Recast every line from the first one through the line containing "[[216, 76], [107, 94], [170, 84]]", both included, as a numbered list with blank lines dropped and the pictures left out.

**RECORDS**.
★ ★ ★ ★ ★

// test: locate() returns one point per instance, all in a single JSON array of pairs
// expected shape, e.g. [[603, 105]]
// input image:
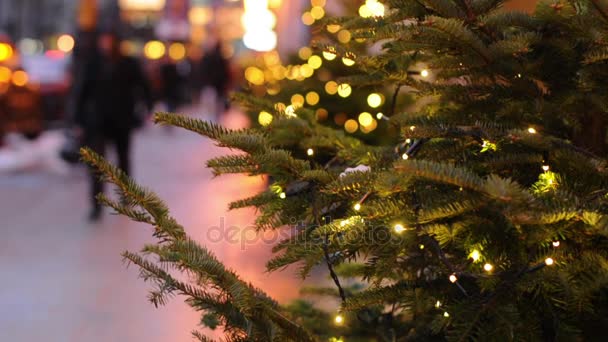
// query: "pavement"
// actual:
[[62, 278]]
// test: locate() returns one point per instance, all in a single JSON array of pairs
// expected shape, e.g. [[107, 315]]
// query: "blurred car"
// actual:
[[33, 89], [50, 72], [19, 97]]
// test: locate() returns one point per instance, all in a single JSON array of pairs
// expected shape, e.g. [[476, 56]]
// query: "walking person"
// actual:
[[216, 76], [107, 94], [170, 84]]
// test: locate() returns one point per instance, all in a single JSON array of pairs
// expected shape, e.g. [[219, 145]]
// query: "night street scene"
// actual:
[[303, 170]]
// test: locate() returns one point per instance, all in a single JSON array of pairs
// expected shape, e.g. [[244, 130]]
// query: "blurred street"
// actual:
[[62, 278]]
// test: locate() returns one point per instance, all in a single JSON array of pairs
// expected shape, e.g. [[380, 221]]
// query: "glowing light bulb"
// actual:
[[330, 56], [265, 118], [344, 90], [399, 228], [374, 100], [347, 61]]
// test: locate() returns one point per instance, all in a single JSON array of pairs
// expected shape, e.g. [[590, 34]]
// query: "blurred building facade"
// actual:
[[35, 18]]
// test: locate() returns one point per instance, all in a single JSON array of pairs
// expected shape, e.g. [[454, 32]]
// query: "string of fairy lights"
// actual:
[[373, 8]]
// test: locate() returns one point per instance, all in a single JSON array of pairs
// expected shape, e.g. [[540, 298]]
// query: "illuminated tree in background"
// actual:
[[482, 217]]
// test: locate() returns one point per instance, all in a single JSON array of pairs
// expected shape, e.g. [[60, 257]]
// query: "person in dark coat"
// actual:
[[215, 74], [108, 89], [171, 83]]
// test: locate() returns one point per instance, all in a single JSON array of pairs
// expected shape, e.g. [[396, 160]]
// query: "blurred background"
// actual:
[[62, 278]]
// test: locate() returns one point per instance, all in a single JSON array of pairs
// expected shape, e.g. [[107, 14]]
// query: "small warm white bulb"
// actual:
[[399, 228]]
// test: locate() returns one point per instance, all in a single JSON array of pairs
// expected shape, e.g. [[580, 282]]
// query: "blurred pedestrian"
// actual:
[[216, 76], [106, 100], [171, 83]]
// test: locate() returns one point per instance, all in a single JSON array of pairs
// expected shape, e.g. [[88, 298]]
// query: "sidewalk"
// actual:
[[62, 279]]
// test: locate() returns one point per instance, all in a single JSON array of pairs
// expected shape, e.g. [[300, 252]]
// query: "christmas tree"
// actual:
[[483, 217]]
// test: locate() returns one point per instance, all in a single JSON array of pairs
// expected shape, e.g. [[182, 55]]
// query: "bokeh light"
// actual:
[[351, 126], [333, 28], [177, 51], [6, 52], [317, 12], [5, 74], [254, 75], [344, 90], [265, 118], [65, 43], [344, 36], [331, 87], [20, 78], [154, 49], [304, 53], [315, 62], [348, 61], [307, 19], [321, 114], [297, 100], [312, 98], [366, 119], [374, 100]]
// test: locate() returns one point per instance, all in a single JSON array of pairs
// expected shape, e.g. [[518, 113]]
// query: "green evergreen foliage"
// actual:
[[483, 218]]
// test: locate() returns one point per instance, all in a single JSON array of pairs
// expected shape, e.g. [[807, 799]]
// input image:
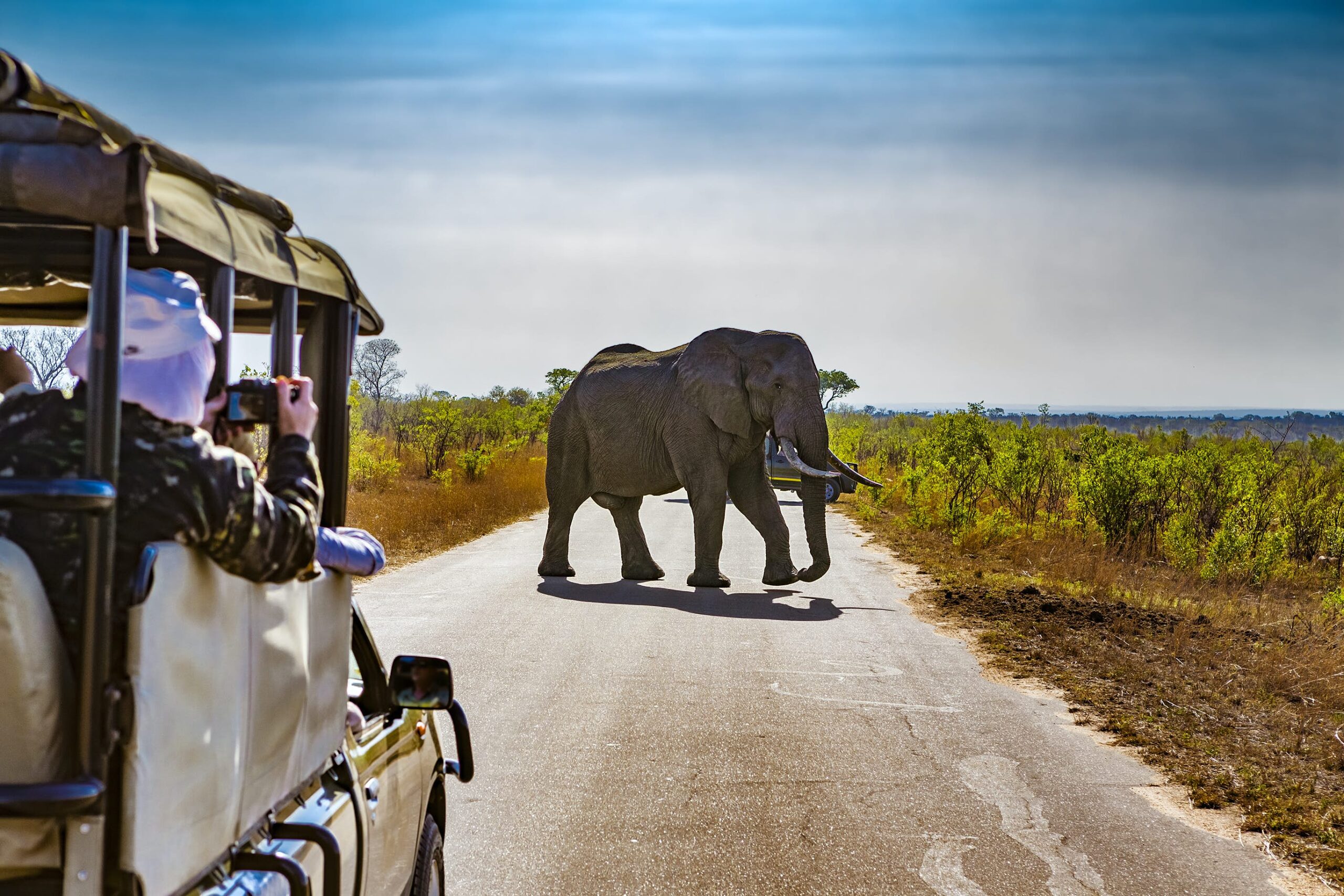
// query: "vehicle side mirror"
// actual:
[[421, 683]]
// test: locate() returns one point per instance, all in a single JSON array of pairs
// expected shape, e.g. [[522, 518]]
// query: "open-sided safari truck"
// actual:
[[202, 746]]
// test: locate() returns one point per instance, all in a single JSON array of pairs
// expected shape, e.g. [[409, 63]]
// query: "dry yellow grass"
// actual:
[[417, 518], [1235, 691]]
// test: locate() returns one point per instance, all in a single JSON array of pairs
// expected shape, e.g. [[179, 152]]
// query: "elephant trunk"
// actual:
[[814, 450]]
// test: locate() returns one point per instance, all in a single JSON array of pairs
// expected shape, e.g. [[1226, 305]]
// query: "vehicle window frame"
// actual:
[[377, 698]]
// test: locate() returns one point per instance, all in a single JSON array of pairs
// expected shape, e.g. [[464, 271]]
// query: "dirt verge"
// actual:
[[1249, 754]]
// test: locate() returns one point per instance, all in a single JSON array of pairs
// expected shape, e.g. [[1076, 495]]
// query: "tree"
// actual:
[[44, 349], [377, 373], [838, 383], [560, 379]]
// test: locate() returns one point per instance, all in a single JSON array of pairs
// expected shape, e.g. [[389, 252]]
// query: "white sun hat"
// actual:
[[169, 354]]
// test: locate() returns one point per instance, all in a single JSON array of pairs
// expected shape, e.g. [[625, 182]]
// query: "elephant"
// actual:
[[639, 422]]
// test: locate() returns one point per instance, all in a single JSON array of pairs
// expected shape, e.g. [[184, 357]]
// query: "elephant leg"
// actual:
[[555, 553], [707, 512], [752, 493], [566, 489], [636, 561]]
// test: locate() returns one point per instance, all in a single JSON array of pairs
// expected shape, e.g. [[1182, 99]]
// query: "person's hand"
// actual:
[[14, 370], [298, 416]]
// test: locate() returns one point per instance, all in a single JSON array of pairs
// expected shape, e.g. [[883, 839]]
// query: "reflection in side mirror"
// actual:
[[421, 683]]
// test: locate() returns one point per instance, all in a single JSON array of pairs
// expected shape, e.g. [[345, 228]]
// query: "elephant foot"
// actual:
[[707, 579], [550, 567], [642, 571]]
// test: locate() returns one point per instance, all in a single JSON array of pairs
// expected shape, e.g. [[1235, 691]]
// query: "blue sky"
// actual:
[[1078, 203]]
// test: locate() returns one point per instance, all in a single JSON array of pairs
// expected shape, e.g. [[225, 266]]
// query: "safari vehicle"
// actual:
[[202, 746], [784, 477]]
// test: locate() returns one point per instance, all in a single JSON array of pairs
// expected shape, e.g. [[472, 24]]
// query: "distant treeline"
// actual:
[[1296, 426], [1240, 501]]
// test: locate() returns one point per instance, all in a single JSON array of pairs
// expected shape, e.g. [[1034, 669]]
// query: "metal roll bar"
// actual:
[[277, 864]]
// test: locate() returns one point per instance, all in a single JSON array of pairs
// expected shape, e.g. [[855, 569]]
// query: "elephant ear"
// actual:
[[710, 375]]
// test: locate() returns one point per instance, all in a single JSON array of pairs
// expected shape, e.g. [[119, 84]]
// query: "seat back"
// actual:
[[239, 696], [37, 704]]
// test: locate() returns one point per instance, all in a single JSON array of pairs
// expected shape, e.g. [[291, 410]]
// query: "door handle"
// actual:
[[371, 797]]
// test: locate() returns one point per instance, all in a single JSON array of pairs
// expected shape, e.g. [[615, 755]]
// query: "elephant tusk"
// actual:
[[791, 455], [853, 473]]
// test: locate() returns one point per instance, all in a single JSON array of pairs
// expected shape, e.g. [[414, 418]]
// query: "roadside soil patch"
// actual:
[[1246, 718]]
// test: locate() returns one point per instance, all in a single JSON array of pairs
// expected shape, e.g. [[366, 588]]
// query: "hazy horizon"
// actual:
[[1115, 205]]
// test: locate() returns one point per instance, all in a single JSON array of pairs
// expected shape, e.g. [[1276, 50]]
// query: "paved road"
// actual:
[[648, 738]]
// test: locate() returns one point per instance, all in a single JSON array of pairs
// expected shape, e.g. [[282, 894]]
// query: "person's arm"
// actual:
[[265, 532], [350, 550]]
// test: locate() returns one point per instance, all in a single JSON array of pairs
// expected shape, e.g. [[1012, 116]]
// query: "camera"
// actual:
[[255, 400]]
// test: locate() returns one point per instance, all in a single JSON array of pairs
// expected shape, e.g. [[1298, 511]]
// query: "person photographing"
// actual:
[[175, 481]]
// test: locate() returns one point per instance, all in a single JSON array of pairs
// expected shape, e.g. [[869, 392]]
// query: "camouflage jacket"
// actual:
[[174, 484]]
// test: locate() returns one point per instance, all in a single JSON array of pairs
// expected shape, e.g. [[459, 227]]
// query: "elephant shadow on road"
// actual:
[[710, 602]]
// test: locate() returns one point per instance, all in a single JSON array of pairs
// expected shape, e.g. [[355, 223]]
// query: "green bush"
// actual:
[[1226, 507]]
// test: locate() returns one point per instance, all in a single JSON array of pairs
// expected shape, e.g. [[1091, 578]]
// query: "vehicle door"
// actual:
[[385, 755]]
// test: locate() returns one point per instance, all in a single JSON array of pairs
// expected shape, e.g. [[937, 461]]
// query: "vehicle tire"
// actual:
[[429, 861]]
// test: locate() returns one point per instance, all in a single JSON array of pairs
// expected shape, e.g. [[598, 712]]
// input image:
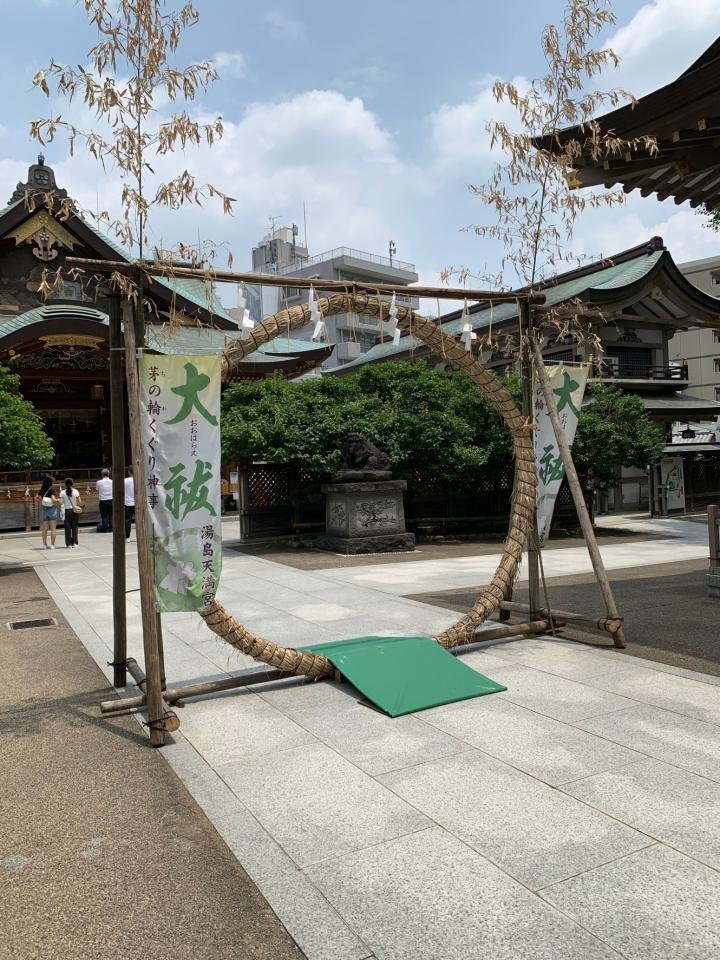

★ ★ ★ ★ ★

**COMPLETE ANSWER**.
1. // test: locate() returns one point per instance, all in a single JSON array of pairs
2. // expected shape, e.g. [[603, 105]]
3. // input image:
4. // query: "pavement"
5. // actual:
6. [[62, 278]]
7. // test: locate() returns one point per instance, all in a single JSON array of pairs
8. // expected shape, e.g. [[107, 315]]
9. // query: "blurred car"
10. // actual:
11. [[33, 89], [50, 72], [19, 97]]
12. // test: locate() returns one point per instance, all in a single JSON array of pairs
13. // expected shape, e.g. [[476, 56]]
14. // query: "walking person"
15. // actual:
16. [[216, 76], [107, 94], [170, 84]]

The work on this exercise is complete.